* _What the task asks_: Can you copy the records below verbatim, starting with the line that contains "Above you see an image. Please scan it for cardboard box" and going on through the line that contains "[845,0,1000,434]"?

● ● ● ● ●

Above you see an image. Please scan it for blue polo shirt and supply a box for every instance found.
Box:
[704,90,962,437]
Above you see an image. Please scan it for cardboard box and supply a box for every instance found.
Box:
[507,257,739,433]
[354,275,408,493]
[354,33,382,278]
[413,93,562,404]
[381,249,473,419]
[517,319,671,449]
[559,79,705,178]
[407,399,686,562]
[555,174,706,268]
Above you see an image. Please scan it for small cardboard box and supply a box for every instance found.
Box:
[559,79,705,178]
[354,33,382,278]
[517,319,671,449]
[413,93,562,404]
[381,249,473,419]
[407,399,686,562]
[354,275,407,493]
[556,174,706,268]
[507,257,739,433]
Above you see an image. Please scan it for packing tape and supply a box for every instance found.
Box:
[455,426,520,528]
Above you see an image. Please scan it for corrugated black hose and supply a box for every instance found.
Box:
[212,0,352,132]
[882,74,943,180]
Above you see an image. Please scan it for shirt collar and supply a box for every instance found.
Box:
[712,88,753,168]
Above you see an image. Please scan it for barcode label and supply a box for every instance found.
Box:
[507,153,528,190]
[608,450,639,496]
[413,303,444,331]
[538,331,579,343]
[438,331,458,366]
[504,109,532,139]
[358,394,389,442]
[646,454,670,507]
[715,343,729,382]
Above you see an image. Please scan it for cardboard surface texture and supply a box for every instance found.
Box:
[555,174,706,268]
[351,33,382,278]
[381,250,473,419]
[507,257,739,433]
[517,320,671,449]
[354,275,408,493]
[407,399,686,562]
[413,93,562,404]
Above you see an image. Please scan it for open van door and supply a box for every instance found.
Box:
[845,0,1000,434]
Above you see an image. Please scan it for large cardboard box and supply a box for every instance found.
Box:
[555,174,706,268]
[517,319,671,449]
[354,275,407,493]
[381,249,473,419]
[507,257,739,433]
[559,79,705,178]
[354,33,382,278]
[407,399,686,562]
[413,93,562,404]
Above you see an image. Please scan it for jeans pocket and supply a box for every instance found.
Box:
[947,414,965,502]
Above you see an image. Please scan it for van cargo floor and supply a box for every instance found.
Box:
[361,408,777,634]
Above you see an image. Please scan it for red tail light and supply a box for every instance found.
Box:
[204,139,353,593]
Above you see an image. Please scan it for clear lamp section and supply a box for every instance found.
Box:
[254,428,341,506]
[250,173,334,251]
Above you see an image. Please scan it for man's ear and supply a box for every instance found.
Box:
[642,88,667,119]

● ● ● ● ●

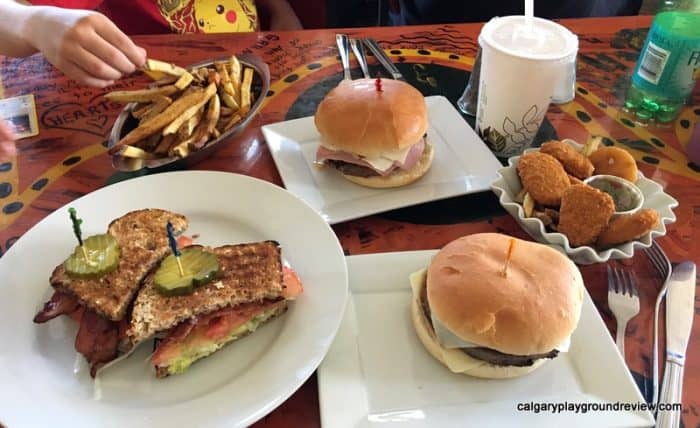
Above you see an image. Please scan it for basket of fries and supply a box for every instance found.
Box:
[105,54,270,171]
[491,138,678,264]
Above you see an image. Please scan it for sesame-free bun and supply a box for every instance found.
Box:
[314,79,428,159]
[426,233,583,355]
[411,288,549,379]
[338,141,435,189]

● ● ● ● ●

* _The reply_:
Above you see an image. Please scan it for cardboard box and supply a box for every instance found.
Box:
[507,257,739,433]
[354,275,408,493]
[354,33,382,278]
[413,93,562,404]
[381,249,473,419]
[517,319,671,449]
[559,79,705,178]
[407,399,686,562]
[555,174,706,268]
Above you see an image. Please scan it for small cardboard box and supply a box for every instance found.
Box:
[559,79,705,178]
[354,33,382,278]
[517,319,671,449]
[413,93,562,404]
[381,249,473,419]
[407,399,686,562]
[354,275,407,493]
[556,174,706,268]
[507,257,739,433]
Above you see an image. Please scan it for packing tape and supply a box for every instance found.
Box:
[455,426,520,528]
Above you see an image. Please scan it for corrugated black hose and supply a box for every instance found.
Box:
[212,0,352,132]
[882,74,943,180]
Above you see an image. Please scan it for shirt collar and supply a box for every instance found.
Box:
[712,88,753,168]
Above you see an image. Please scan it for barcode label and supply a box for every instance found.
Box:
[507,153,528,190]
[608,450,639,496]
[413,303,444,331]
[538,331,579,343]
[438,331,458,366]
[504,109,532,139]
[358,394,389,442]
[646,454,670,507]
[715,343,729,382]
Above you see an image. Please scan it for cardboard surface texture and supply a box for every instance found.
Box:
[555,174,706,268]
[351,33,382,278]
[381,250,473,419]
[507,257,739,433]
[517,320,671,449]
[354,275,408,493]
[407,399,686,562]
[413,93,562,404]
Above you see an image. Please scan it for open van door and supply a box for every instance found.
Box:
[845,0,1000,434]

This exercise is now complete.